--- DATASET EXTRACT Enclosed Below ---

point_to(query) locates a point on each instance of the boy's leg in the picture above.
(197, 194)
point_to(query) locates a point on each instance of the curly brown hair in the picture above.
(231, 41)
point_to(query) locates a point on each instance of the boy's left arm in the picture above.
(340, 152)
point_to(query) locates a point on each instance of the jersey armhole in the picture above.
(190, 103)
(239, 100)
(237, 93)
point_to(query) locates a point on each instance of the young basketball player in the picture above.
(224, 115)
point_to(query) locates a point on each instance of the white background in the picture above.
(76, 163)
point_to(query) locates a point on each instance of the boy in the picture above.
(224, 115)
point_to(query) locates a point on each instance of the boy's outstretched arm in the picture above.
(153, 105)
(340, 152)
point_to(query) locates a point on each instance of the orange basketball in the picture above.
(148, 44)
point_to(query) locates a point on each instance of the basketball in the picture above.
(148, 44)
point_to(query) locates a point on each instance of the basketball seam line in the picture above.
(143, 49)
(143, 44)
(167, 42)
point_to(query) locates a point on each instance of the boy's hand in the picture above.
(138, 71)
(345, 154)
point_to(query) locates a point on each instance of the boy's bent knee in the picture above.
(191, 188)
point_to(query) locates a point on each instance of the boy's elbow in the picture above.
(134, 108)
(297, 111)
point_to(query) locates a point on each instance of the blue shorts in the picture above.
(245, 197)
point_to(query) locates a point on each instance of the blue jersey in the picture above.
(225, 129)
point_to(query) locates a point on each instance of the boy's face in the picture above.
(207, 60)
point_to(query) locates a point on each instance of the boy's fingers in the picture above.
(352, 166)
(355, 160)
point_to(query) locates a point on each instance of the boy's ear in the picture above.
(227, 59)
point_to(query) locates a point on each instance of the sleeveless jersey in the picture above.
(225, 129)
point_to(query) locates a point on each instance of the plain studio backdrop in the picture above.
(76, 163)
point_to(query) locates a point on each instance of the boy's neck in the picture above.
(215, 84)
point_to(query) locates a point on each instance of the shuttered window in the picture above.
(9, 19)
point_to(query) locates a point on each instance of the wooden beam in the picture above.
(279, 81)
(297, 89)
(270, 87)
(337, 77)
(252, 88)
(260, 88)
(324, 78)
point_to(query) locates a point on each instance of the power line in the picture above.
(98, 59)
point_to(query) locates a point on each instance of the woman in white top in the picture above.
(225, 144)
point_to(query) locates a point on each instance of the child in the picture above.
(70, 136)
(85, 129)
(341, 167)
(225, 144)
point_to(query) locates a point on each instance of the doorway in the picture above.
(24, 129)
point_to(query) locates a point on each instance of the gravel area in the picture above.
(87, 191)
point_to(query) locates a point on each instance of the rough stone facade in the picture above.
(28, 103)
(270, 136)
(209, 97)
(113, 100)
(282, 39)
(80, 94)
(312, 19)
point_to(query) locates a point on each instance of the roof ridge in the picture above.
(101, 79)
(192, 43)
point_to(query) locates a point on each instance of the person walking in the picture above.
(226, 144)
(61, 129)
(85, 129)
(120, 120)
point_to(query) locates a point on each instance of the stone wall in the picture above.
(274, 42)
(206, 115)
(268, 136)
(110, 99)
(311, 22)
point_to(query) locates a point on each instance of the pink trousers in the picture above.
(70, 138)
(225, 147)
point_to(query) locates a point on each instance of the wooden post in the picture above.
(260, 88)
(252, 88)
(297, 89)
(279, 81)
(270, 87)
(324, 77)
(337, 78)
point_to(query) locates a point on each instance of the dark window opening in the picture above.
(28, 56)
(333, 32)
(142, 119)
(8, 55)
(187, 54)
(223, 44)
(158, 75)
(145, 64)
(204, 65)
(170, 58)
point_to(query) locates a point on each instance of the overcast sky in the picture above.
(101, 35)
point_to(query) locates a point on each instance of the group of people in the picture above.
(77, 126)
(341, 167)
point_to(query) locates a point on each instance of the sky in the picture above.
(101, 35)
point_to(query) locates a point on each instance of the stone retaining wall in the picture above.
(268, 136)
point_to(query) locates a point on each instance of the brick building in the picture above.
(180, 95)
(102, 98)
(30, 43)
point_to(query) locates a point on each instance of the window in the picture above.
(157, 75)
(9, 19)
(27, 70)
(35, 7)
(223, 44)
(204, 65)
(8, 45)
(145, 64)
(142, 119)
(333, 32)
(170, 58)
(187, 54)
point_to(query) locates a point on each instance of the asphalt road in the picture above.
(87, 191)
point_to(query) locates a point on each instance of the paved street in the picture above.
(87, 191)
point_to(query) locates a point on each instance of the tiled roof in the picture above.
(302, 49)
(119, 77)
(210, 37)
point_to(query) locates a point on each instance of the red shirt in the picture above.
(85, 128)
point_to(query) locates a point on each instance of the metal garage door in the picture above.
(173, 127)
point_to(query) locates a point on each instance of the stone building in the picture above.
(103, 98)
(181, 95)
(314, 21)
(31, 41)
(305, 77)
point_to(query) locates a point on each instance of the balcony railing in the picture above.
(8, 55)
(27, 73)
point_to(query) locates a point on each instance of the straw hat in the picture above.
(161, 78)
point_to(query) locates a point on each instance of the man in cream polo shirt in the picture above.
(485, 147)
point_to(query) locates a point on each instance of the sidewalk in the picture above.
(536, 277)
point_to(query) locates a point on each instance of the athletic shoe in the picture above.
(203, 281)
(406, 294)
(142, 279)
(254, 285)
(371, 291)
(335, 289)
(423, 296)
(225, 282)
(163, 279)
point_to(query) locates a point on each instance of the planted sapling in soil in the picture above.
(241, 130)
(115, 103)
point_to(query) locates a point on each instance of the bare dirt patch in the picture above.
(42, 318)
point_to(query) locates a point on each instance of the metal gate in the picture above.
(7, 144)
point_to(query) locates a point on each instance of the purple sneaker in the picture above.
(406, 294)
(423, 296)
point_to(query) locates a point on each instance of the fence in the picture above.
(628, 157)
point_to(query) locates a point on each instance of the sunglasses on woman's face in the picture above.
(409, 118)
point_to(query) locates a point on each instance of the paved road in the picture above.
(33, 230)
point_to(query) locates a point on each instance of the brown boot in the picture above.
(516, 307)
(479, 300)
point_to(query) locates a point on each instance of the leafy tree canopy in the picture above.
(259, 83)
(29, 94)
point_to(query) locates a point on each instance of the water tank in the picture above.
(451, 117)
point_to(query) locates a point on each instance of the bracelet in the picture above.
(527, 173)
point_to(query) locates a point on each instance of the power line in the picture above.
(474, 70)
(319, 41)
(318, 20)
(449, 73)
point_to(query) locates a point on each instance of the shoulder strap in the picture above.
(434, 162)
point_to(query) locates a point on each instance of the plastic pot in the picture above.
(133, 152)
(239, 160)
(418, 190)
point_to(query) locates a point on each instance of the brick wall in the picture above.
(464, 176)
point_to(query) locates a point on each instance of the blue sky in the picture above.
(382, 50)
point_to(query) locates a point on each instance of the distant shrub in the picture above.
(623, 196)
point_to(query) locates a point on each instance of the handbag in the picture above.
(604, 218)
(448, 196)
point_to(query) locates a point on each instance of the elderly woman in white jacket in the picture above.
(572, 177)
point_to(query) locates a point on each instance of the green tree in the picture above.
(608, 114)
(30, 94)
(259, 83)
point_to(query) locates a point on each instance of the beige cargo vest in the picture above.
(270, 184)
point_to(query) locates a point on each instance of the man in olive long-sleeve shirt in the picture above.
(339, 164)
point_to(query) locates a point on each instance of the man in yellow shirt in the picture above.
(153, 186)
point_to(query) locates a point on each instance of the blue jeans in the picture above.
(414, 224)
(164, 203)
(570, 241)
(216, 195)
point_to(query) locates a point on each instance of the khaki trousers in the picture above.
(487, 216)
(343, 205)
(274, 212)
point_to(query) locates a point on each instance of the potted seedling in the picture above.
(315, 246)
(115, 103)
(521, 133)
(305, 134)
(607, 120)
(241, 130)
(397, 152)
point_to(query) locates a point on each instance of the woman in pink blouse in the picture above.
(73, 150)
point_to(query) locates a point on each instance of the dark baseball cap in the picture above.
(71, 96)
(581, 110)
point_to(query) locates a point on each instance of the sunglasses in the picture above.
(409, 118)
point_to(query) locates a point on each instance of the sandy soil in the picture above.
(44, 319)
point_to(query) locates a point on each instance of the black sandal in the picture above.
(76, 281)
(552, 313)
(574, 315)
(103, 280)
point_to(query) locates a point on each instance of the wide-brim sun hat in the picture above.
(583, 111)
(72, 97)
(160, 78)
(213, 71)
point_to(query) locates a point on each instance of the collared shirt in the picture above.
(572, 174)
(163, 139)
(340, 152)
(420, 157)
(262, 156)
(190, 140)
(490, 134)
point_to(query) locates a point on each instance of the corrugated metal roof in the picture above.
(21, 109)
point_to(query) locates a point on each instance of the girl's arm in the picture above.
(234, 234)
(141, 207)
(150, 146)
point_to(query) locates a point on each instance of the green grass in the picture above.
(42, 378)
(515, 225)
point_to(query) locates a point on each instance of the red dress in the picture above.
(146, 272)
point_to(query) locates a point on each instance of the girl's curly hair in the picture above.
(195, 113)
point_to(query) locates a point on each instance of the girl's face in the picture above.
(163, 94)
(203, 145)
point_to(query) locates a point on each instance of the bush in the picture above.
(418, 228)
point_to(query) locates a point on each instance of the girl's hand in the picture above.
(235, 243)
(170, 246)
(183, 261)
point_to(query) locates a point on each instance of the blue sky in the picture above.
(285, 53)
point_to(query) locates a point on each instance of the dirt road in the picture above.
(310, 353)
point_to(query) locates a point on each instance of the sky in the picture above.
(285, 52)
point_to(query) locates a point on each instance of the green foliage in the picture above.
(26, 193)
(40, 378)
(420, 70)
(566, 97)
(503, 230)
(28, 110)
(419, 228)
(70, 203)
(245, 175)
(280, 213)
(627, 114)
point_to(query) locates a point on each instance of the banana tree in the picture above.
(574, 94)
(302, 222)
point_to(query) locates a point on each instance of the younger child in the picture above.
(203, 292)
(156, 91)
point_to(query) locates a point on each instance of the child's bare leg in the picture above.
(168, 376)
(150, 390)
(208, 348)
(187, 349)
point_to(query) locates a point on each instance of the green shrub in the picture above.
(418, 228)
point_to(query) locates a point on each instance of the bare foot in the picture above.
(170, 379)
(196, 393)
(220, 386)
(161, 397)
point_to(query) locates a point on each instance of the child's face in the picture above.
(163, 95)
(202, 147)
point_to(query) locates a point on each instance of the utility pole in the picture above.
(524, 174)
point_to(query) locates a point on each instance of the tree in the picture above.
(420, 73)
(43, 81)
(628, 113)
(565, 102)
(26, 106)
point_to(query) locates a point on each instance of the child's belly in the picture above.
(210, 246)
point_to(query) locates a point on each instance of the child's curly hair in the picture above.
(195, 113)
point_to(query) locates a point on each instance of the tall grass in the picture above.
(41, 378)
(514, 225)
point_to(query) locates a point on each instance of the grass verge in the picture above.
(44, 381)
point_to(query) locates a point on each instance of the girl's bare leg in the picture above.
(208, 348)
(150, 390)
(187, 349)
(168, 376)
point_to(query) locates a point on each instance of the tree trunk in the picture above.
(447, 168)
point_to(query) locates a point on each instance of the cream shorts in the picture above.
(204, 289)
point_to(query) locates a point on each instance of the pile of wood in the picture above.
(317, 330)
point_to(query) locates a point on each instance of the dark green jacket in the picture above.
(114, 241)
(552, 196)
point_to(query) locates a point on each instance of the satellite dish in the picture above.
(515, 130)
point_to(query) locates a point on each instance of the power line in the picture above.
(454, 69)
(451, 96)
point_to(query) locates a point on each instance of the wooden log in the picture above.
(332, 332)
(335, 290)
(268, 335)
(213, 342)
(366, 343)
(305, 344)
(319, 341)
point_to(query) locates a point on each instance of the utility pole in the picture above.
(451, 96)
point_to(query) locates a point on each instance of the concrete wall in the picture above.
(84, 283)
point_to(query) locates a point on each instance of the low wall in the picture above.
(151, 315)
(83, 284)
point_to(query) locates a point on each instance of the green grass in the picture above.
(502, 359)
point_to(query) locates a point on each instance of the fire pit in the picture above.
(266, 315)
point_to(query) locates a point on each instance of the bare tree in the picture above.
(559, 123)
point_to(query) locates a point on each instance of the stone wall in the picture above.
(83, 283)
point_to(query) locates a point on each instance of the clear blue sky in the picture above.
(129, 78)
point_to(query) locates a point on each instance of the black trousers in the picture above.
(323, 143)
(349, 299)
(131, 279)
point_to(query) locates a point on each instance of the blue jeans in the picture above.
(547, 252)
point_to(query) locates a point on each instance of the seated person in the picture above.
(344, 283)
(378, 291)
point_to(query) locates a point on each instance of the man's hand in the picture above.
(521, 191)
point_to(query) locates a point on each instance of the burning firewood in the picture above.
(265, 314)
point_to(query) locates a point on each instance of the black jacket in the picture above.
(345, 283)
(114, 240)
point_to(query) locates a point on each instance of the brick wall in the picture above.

--- End of Enclosed DATASET EXTRACT ---

### TASK REQUIREMENTS
Your answer should be the lines from the one containing "point_to(query) locates a point on each instance of the seated" through the last line of the records, repeated exactly and with nothing added.

### TASK SOLUTION
point_to(query) locates a point on each instance of the seated person in the picture above.
(344, 283)
(378, 291)
point_to(query) locates a point on each instance of the man's hand in the picture above.
(521, 191)
point_to(query) locates a point on each instance of the burning firewood in the picture above.
(265, 314)
point_to(query) locates a point on each instance of the black jacket in the picture above.
(345, 283)
(114, 240)
point_to(query) locates a point on each instance of the brick wall in the picture above.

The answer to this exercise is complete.